** YOUR INSTRUCTIONS **
Retype all of the listing exactly, passing over any picture you find.
+++++
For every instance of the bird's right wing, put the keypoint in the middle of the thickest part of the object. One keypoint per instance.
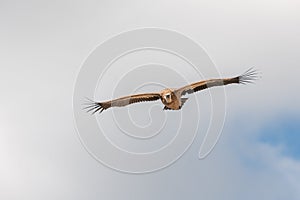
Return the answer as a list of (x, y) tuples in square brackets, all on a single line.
[(123, 101), (247, 77)]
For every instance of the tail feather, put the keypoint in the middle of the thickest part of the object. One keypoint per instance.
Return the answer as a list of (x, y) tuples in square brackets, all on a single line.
[(248, 76), (94, 107)]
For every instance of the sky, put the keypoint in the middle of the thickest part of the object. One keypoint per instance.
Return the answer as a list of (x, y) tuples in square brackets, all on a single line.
[(43, 47)]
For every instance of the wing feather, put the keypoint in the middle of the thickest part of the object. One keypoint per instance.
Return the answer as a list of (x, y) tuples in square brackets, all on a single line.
[(94, 107), (247, 77)]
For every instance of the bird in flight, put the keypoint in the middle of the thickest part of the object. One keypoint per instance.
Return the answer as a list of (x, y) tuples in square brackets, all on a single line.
[(172, 98)]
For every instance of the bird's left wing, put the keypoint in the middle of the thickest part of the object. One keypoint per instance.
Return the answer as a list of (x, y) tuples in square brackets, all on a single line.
[(249, 76), (123, 101)]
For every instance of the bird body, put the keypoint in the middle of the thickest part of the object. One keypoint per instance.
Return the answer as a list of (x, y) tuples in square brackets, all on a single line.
[(172, 98)]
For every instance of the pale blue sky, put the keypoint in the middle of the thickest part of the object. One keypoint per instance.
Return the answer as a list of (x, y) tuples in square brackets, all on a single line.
[(43, 45)]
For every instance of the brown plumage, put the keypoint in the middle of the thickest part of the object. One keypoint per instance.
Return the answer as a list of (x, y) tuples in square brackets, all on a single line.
[(171, 98)]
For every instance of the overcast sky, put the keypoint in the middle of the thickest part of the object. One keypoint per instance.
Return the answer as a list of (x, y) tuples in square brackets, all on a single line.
+++++
** TASK ANSWER **
For every instance of the bird's right wing, put the keypoint in the middle of the thickest part of the object. One keypoint per instance.
Return the answer as a list of (x, y) tuples in square brackets, all on a single line.
[(123, 101), (247, 77)]
For every instance of the tail feather, put the keypoint in the middle of the thickest part of the object. One keypoint per instance.
Return the answer as a list of (x, y) tuples in square brackets, all on a single line.
[(248, 76), (94, 107)]
For every instance of the sky, put the keypoint in the middle of the thickest part of the object. One keypoint per instance.
Return the answer as a list of (x, y) tuples in square brackets, all on a single line.
[(43, 47)]
For every instance of the wing feather, put the keypoint in the middle of the thickest part of the object. One keypoint per instance.
Return the answer as a list of (x, y) tuples in square brackets, all on a single line.
[(94, 107), (247, 77)]
For every instance of the bird in flight, put the keypoint in the middle of the thickest part of the object. One keypoint per instance.
Return the answer as a list of (x, y) tuples in square brackets, all on a single line.
[(172, 98)]
For every instance of the bird's left wing, put the keypoint in the middle of the thickest part of the object. One keypoint per instance.
Return the answer as a list of (x, y) tuples in square brackets, all on a single line.
[(249, 76), (123, 101)]
For every instance of the bird body, put the keypoint in the middle of the thickest part of the object. One keypoint per instance.
Return the answer as a list of (x, y) tuples in square brackets, all on a single line.
[(172, 98)]
For every instance of the pale blue sky, put the keypoint in the middle of the thickest part of the object. One keypoint per instance.
Return the answer as a list of (x, y) tuples in square brackets, all on a single line.
[(43, 45)]
For every instance of the brown plumage, put the keypoint in the middle of the thickest part of the object. One keypoint per instance.
Return the answer as a list of (x, y) tuples in square brackets, all on a single line.
[(171, 98)]
For every instance of the overcast sky, put the keypoint in the middle of the thickest part of the object. One keypoint per instance.
Return the answer as a list of (x, y) tuples in square brackets, all on a single line.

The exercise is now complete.